#### EXCERPTED RECORDS

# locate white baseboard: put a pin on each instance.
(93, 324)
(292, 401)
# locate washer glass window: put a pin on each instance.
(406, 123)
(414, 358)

########

WRITTEN REQUEST
Return all of the data above line for line, without changing a single character.

SOLUTION TO THIS PROBLEM
# locate white baseboard: put a pin on each instance.
(93, 324)
(292, 401)
# locate washer glass window: put a pin on each instance.
(406, 123)
(414, 358)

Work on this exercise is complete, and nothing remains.